## DOCUMENT EXCERPT
▬▬▬▬▬▬▬▬▬▬

Thousands of Australians who face imminent death from cancer could live longer if the use of new medicines that harness the immune system to fight cancer cells became the norm.
This is a key finding of “The New Wave of Immunotherapy Cancer Medicines: The Untapped Potential for Australians” report by Deloitte Access Economics. It concludes that nearly one-in-six (approximately 7,500 of the 47,753) Australians who will die from cancer this year could benefit from greater than 30 per cent reduction in tumour size if treated with one type of immunotherapy known as checkpoint inhibitors. Tumour shrinkage of this percentage is considered a response to treatment, and could be associated with increased survival or improved quality of life.
“The challenge is getting these medicines into the hands of those patients who are most likely to benefit,” Professor David Thomas
The report, which was sponsored by MSD, states: “This figure – 7,500 patients – is conservative, as there are many more patients with cancer who will not die in 2017, but would benefit from immunotherapy.”

▬▬▬▬▬▬▬▬▬▬

## WORK ORDER A
In the immunotherapy article, copy out the passage between "Thousands of Australians" and "became the norm.", inclusive.
## WORK ORDER B
According to the immunotherapy article, why does the report call its figure of 7,500 patients conservative?
## WORK ORDER C
Check each statement against the immunotherapy article. Answer yes or no, and quote the words that decide it. (i) MSD sponsored the report. (ii) The report says about half of the Australians who will die from cancer this year could benefit from checkpoint inhibitors. (iii) Checkpoint inhibitors are described as one type of immunotherapy.

Text-to-region grounding data
▬▬▬▬▬▬▬▬▬▬

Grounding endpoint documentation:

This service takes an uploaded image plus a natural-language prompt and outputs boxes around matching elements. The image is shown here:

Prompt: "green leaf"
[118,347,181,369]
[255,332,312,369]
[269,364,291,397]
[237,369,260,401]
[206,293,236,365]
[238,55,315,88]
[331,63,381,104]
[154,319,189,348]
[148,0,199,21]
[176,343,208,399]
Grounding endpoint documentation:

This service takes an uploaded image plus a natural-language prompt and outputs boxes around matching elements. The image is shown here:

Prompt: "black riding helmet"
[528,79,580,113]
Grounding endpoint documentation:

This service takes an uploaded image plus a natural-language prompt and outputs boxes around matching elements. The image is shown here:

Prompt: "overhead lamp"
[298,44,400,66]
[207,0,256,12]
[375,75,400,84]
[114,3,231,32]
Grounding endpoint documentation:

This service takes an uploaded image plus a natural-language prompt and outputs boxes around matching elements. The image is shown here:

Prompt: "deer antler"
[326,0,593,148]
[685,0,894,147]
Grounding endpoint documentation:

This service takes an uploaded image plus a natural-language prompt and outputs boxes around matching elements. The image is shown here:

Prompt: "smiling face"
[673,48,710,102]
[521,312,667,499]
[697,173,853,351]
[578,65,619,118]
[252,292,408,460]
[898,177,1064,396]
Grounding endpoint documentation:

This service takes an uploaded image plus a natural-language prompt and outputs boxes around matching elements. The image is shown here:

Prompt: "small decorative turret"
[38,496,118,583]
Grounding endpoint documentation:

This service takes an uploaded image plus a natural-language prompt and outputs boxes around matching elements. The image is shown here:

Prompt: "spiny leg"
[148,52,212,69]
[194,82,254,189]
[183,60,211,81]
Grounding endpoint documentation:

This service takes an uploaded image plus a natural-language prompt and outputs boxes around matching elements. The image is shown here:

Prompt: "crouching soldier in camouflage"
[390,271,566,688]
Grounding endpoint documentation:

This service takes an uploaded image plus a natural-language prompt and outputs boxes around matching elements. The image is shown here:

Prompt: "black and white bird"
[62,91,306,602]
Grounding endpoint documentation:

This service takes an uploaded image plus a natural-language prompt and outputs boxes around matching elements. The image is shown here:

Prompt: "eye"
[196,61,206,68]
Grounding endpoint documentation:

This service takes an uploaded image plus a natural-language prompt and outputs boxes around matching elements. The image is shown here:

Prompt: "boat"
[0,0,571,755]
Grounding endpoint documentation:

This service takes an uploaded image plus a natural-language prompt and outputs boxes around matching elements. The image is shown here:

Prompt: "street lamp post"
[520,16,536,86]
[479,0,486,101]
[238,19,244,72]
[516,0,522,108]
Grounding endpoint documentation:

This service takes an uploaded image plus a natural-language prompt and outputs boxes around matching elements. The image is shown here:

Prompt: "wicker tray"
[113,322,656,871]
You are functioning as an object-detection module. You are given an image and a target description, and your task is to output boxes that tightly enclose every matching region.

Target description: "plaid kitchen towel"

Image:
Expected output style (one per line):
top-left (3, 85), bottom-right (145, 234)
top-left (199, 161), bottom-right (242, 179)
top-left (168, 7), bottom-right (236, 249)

▬▬▬▬▬▬▬▬▬▬

## RESPONSE AREA A
Thousands of Australians who face imminent death from cancer could live longer if the use of new medicines that harness the immune system to fight cancer cells became the norm.

## RESPONSE AREA B
The report calls the figure conservative because many more patients with cancer will not die in 2017 but would still benefit from immunotherapy.

## RESPONSE AREA C
(i) Yes: "The report, which was sponsored by MSD"
(ii) No: "nearly one-in-six (approximately 7,500 of the 47,753)"
(iii) Yes: "one type of immunotherapy known as checkpoint inhibitors"